**** Document section

When a person’s pet dog expires, he told Judge Michael Lucci, the owner still refers to the dog as his or her dog, not a carcass. “It stays a dog for some time,” Boughner said. Indeed, the common usage here would be “dog” or “animal”, not “carcass” or “corpse”.

The prosecutor referred to the criminal complaint, in which Hathaway told police he saw the dead deer in the ditch and moved the body into the woods. Hathaway called the victim a dead deer, Boughner said, not a carcass. “It did not lose its essence as a deer, an animal, when it died,” he said.

Boughner said the focus of the statute was on punishing the human behavior, not protecting animals. “It does not seem to draw a line between the living and the dead,” he said.

Interpreting the statute to exclude dead animals would also exclude freshly killed animals, Boughner said. That, he said, could lead to people who commit such acts with animals to kill them. This point may be particularly relevent, as Hathaway had done precisely this very thing in his 2004 incident.

Judge’s Decision

Judge Michael Lucci ultimately came down entirely in favor of the prosecution. In a memorandum, he wrote the primary focus of the law was protecting sexual morality in the community, not protecting animals. “It’s essentially the legislature’s effort to codify what is legally unacceptable in society with respect to human behavior,” he wrote, and as such the law would include situations “involving even dead animals.”

********
**** Collected material

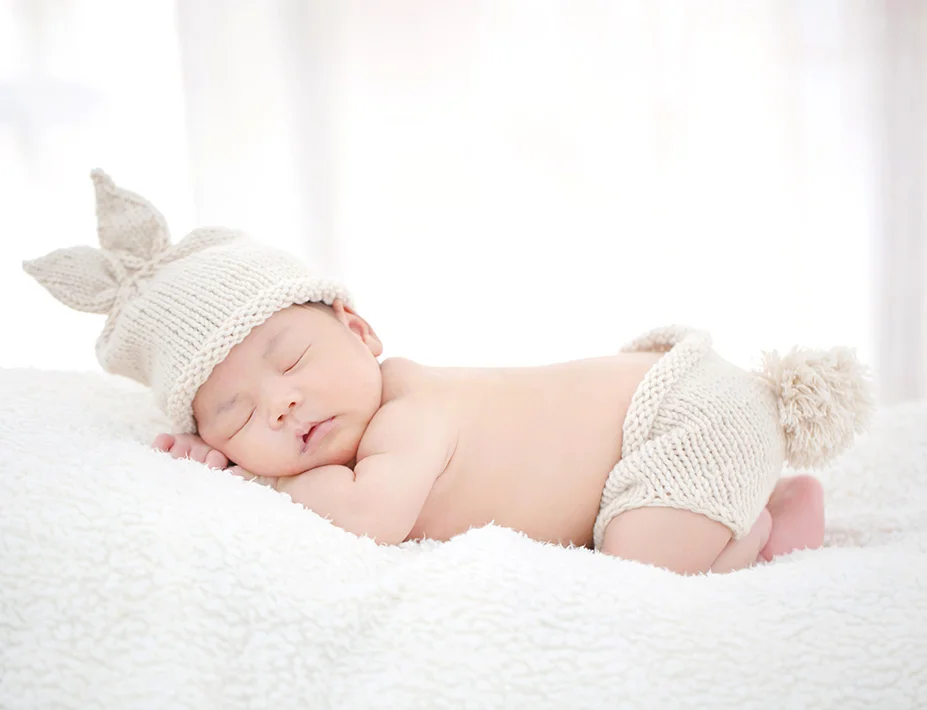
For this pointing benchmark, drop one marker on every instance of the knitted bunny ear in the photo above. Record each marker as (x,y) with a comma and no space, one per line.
(133,237)
(80,277)
(128,222)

********

§ Task set
1. List every person named in the dead-deer case text.
2. Please extract the passage of the dead-deer case text between "The prosecutor referred" and "his 2004 incident.", inclusive.

§ Exercise responses
1. Michael Lucci, Boughner, Hathaway

2.
The prosecutor referred to the criminal complaint, in which Hathaway told police he saw the dead deer in the ditch and moved the body into the woods. Hathaway called the victim a dead deer, Boughner said, not a carcass. “It did not lose its essence as a deer, an animal, when it died,” he said.

Boughner said the focus of the statute was on punishing the human behavior, not protecting animals. “It does not seem to draw a line between the living and the dead,” he said.

Interpreting the statute to exclude dead animals would also exclude freshly killed animals, Boughner said. That, he said, could lead to people who commit such acts with animals to kill them. This point may be particularly relevent, as Hathaway had done precisely this very thing in his 2004 incident.